*AIM OF THE TASK*
Scale the entries starting at the line containing "need is bride's" and ending at the line containing "642, 410, 730, 546", and give back only those lines. Rewrite every one of them, multiplying each bounding-box coordinate by 2.6 and rounding to a whole number with halves rounded up, and leave all other text unchanged.
*-*-*
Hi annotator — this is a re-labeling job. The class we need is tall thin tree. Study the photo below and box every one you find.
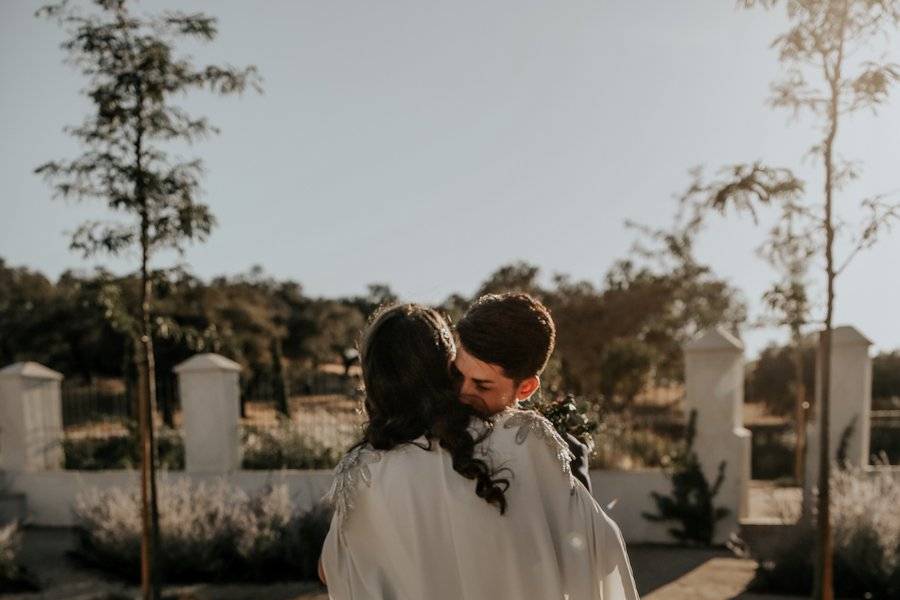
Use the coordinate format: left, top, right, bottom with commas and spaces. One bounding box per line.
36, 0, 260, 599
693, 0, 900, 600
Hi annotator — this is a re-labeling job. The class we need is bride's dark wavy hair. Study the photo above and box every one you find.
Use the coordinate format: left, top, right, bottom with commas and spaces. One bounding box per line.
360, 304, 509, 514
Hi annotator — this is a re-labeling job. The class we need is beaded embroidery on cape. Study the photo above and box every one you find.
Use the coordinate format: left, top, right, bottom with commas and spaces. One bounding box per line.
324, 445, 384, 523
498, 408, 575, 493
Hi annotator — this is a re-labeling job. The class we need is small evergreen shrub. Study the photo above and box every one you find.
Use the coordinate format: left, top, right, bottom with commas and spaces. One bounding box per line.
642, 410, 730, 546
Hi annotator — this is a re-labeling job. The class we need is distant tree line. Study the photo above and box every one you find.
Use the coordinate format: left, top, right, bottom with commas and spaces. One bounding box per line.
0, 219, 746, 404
*-*-*
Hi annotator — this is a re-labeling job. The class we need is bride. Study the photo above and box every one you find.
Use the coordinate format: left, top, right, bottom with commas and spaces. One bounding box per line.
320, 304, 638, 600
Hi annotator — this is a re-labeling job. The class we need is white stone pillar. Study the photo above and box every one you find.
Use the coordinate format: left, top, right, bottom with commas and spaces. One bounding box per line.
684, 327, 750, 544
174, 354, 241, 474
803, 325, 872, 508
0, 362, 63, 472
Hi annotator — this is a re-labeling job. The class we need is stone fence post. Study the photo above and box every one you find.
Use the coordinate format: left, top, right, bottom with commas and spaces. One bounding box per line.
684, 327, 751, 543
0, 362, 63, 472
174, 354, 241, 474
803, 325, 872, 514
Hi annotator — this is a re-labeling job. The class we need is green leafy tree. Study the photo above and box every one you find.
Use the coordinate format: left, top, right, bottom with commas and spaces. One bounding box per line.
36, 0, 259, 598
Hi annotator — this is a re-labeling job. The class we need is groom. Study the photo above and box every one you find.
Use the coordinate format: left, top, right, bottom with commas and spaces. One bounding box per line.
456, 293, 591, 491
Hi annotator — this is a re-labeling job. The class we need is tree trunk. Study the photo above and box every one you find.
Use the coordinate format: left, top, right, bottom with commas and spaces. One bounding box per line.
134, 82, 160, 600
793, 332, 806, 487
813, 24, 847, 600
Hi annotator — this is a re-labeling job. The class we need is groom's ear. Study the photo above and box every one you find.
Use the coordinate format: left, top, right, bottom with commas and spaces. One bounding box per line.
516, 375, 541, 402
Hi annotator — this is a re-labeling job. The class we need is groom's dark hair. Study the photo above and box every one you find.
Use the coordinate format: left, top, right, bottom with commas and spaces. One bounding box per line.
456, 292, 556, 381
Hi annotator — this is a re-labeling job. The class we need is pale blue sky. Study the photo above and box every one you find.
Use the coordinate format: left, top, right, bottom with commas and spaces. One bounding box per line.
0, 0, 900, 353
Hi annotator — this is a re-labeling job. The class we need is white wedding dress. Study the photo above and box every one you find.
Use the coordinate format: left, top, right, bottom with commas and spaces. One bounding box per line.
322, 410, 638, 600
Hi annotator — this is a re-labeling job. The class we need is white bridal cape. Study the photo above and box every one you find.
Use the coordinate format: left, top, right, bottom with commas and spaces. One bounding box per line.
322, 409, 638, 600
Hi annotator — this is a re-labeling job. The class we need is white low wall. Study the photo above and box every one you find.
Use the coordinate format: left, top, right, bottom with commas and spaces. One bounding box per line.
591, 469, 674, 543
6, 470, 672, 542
*-*-*
*TASK RESPONSE*
Hi annotator — this is a re-labeling job. The class we need is bride's dark wavy hair. Study the photo above and box every one you find.
Use the coordinate format: left, top, right, bottom with commas and spaces. One bounding box per line.
936, 790, 1323, 1336
Hi annotator — this is a re-labeling job. The class we need is beaded embroidery on cape. Study the photo above and box every one you find.
Use the coordinate format: left, top, right, bottom with commas and spaces. One bounding box per line.
842, 1157, 998, 1360
1295, 1061, 1495, 1282
Hi annotator — this is a re-labeling job. The class we need is small evergreen shrub. Study the photo above and box every one you find.
Use the coordinate format: left, top, right, bottom with commas and spaces. One bounding box per line.
1669, 1066, 1898, 1420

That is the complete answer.